(Dataset extracts labeled with boxes)
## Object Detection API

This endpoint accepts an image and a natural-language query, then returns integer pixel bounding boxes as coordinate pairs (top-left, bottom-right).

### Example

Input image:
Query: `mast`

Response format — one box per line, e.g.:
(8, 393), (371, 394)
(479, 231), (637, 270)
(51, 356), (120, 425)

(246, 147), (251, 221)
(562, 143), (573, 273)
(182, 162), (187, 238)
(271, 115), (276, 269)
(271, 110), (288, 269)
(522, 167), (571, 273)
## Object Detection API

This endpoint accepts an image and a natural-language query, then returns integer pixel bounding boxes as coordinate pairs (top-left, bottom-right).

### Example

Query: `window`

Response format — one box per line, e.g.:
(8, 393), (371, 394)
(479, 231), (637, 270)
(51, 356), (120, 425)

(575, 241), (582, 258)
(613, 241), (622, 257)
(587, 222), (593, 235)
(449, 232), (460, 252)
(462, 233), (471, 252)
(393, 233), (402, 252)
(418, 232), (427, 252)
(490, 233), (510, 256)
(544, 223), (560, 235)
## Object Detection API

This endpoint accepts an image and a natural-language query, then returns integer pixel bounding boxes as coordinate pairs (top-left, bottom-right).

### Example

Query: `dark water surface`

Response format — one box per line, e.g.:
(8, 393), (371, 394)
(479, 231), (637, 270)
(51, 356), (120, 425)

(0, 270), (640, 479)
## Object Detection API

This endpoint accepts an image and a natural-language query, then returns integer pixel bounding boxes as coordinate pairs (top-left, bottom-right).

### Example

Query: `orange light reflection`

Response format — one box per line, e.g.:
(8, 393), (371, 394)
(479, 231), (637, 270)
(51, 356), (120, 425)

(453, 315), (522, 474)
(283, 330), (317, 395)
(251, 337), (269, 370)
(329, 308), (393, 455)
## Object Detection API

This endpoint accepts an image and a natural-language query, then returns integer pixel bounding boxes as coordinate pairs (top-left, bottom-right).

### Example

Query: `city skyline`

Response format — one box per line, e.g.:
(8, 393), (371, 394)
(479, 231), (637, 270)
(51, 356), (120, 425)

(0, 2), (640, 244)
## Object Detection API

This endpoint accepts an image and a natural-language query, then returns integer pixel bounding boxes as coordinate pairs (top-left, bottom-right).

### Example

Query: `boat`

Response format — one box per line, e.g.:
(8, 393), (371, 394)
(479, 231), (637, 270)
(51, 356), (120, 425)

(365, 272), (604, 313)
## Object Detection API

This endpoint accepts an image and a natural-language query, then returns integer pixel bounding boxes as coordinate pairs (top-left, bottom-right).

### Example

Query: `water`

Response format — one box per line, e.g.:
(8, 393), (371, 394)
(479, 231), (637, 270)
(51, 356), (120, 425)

▸ **Problem description**
Turn every line of the material above into a numbered list, dropping any blank lines.

▸ **Answer in full**
1. ## Object Detection API
2. This endpoint accepts an image and a natural-language query, then returns integer pixel bounding boxes as coordinate pairs (top-left, bottom-right).
3. ### Example
4. Input image:
5. Query: `mast`
6. Response format — one box per line, e.g.:
7. (8, 393), (371, 394)
8. (479, 231), (637, 270)
9. (51, 356), (120, 425)
10. (246, 147), (251, 221)
11. (562, 143), (573, 273)
12. (182, 162), (187, 238)
13. (271, 115), (276, 269)
14. (271, 110), (288, 269)
15. (522, 167), (571, 273)
16. ## Object Detection API
17. This endpoint accepts an image and a natural-language query, then returns integer pixel bounding boxes as coordinate pairs (top-left, bottom-right).
18. ### Example
19. Query: `window`
20. Response format — one box per line, e.g.:
21. (8, 393), (371, 394)
22. (479, 231), (637, 270)
23. (51, 356), (120, 425)
24. (575, 241), (582, 258)
25. (613, 241), (622, 257)
26. (587, 222), (593, 235)
27. (449, 232), (460, 252)
28. (462, 233), (471, 252)
29. (393, 233), (402, 252)
30. (418, 232), (427, 252)
31. (490, 233), (510, 256)
32. (544, 223), (560, 235)
33. ## Object Detection API
34. This endpoint accepts an image and a natural-language query, then returns integer pixel bounding boxes as coordinate pairs (top-left, bottom-right).
35. ### Example
36. Query: `dark water surface`
37. Response format — one box per line, e.g.:
38. (8, 393), (371, 394)
39. (479, 231), (637, 270)
40. (51, 356), (120, 425)
41. (0, 270), (640, 479)
42. ## Object Detection API
43. This endpoint accepts an image and a natural-language query, then returns integer pixel bounding boxes as coordinate pairs (top-left, bottom-right).
44. ### Example
45. Query: `orange light reflection`
46. Response format — one box per line, e.g.:
47. (8, 393), (371, 394)
48. (479, 231), (637, 270)
49. (51, 356), (120, 425)
50. (453, 315), (522, 474)
51. (283, 330), (317, 395)
52. (251, 337), (269, 370)
53. (329, 308), (393, 455)
54. ## Object Detection API
55. This endpoint accepts an image and a natural-language query, then returns integer pixel bounding boxes as coordinate pairs (top-left, bottom-right).
56. ### Example
57. Query: `city skyline`
58. Response format — one box per line, e.g.:
59. (8, 393), (371, 394)
60. (479, 231), (637, 270)
61. (51, 356), (120, 425)
62. (0, 2), (640, 244)
63. ## Object Detection API
64. This endpoint accepts an image and a natural-language query, then returns integer pixel bounding boxes as coordinate pairs (top-left, bottom-right).
65. ### Example
66. Query: `boat`
67. Response format — one box per line, e.g.:
68. (8, 393), (371, 394)
69. (479, 231), (637, 270)
70. (51, 356), (120, 425)
71. (365, 272), (604, 313)
72. ## Object Detection API
73. This endpoint accepts an image and a natural-language query, then returns integer pixel bounding boxes as coordinate pairs (top-left, bottom-right).
74. ### Example
75. Query: `water`
76. Response format — one box per line, e.g.:
77. (8, 393), (371, 394)
78. (479, 231), (637, 270)
79. (51, 356), (120, 425)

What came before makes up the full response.